====== Source passage
I am trying to look out for our clients. Projects bid lump sum that require overexcavtion of unsuitable material beneath structures, and that don’t have at least a base bid amount/volume that all the contractors have to at least include in their bids seems unfair to me. And if crap were to ever hit the fan and a contractor were to issue a claim making the argument that it is not his responsiblity to interpret subsurface data to make an estimate of an essentially unknown/variable quantity, I’m not so sure the owner would prevail. When engineers and contractors work together, projects are successful. When one of them throw another under the bus in an attempt reduce their risk to near zero, everyone involved suffers.

I want to be able to go to my boss and say “hey, this isn’t right. We could be putting our clients at risk by expecting the contractor to interpret subsurface conditions to such an extent.” I’ve been trying to find a case history or some legal precedent that could back me up. But no luck so far. All of your input has been great though, and I thank you.

RE: Excavation and Replacement of Non-Engineered Fill - Contract Question

OG...that's very kind and I'm certainly honored to have you, with all your experience and knowledge to say that. Thank you.
============
====== Input data
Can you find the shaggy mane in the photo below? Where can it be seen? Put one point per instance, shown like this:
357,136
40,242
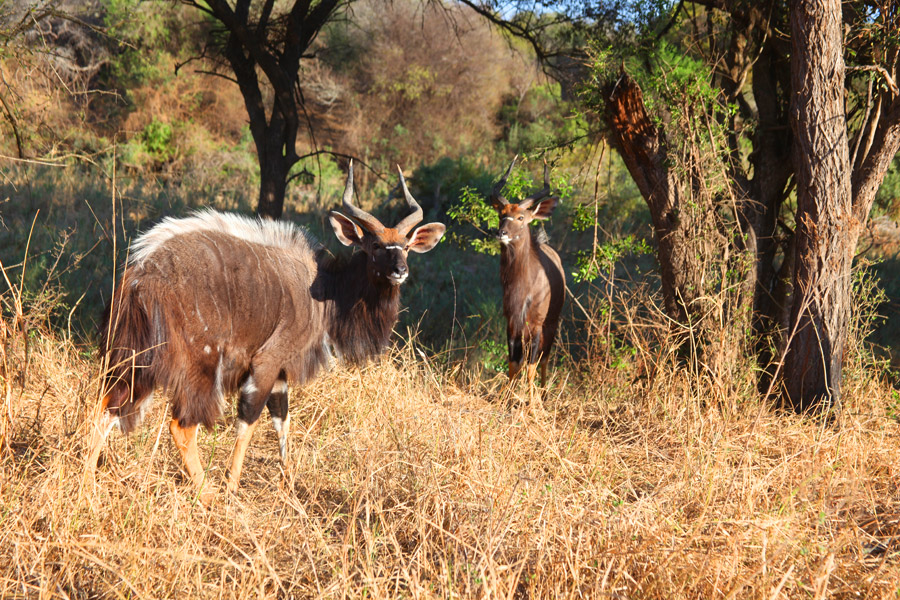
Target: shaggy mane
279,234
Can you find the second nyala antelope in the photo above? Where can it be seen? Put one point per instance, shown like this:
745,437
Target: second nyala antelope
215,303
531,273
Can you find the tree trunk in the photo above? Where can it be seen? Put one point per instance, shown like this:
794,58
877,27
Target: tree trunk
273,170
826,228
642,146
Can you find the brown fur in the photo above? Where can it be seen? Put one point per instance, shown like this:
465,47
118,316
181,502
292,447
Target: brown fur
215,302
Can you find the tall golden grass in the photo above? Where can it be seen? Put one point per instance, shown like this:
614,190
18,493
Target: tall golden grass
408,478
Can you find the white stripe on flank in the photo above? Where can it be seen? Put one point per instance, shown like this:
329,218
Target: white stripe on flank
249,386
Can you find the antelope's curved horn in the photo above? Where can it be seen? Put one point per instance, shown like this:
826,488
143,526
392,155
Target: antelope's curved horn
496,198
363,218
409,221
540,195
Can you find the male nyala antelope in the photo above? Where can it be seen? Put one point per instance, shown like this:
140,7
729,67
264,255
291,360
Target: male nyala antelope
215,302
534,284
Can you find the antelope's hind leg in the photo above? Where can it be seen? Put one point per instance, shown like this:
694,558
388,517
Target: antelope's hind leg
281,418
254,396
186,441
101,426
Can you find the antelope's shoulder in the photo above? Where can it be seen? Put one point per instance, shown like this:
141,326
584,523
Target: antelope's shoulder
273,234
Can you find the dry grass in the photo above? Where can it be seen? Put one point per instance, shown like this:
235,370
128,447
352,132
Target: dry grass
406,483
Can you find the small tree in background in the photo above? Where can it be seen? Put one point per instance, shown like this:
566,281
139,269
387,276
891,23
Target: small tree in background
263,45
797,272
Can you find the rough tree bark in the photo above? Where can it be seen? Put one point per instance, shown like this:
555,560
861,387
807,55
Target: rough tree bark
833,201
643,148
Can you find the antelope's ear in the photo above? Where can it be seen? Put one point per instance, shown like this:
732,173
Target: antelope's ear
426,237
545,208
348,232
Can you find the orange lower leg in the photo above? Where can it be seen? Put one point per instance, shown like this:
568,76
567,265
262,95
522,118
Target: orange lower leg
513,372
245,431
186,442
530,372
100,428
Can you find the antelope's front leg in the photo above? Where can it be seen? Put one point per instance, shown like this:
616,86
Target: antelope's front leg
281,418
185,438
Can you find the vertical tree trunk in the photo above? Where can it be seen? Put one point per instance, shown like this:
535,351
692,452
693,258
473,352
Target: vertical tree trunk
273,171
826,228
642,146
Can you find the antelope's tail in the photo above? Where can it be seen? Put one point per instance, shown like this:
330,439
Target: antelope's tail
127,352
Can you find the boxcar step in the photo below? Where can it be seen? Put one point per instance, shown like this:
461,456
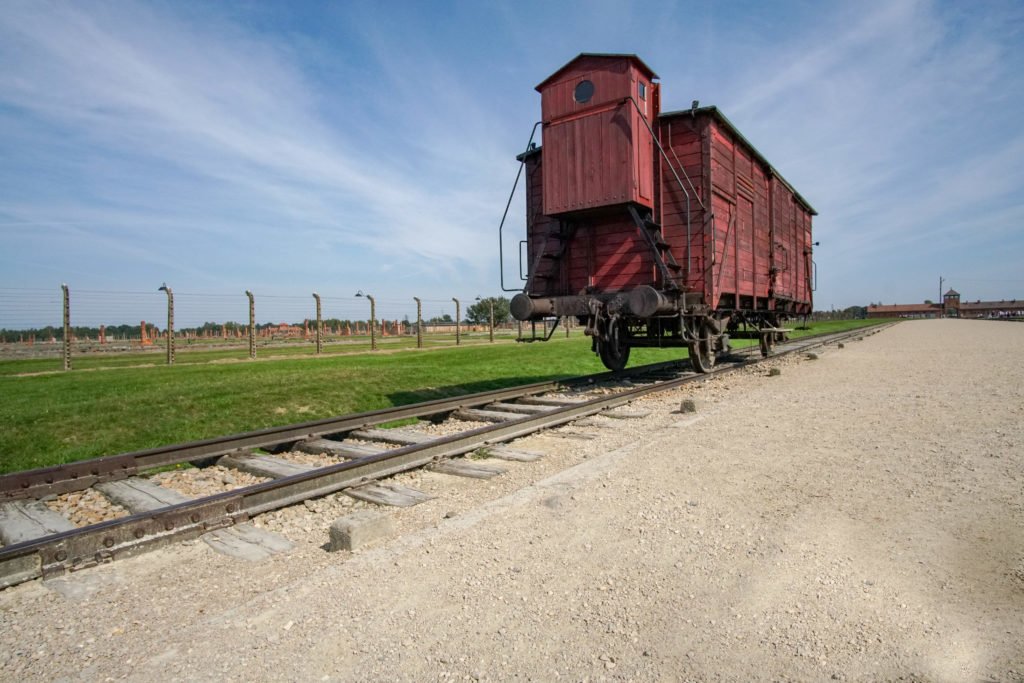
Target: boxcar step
============
Given instruction 1:
Reproduce, word for word, the part of the forum post that opens with "I want to be" and closes with "I thank you.".
Given instruction 2:
Identify every line in the entries that contains the string "horn", and copy each such line in full. Case counts when matching.
The forum post and the entries have no connection to each other.

Task output 1:
I want to be able to go to my boss and say “hey, this isn’t right. We could be putting our clients at risk by expecting the contractor to interpret subsurface conditions to such an extent.” I’ve been trying to find a case history or some legal precedent that could back me up. But no luck so far. All of your input has been great though, and I thank you.

Task output 2:
Can you find the antelope's curved horn in the photo above? Where can it be seen? Put one point per instance, shown like this:
Target: antelope's curved horn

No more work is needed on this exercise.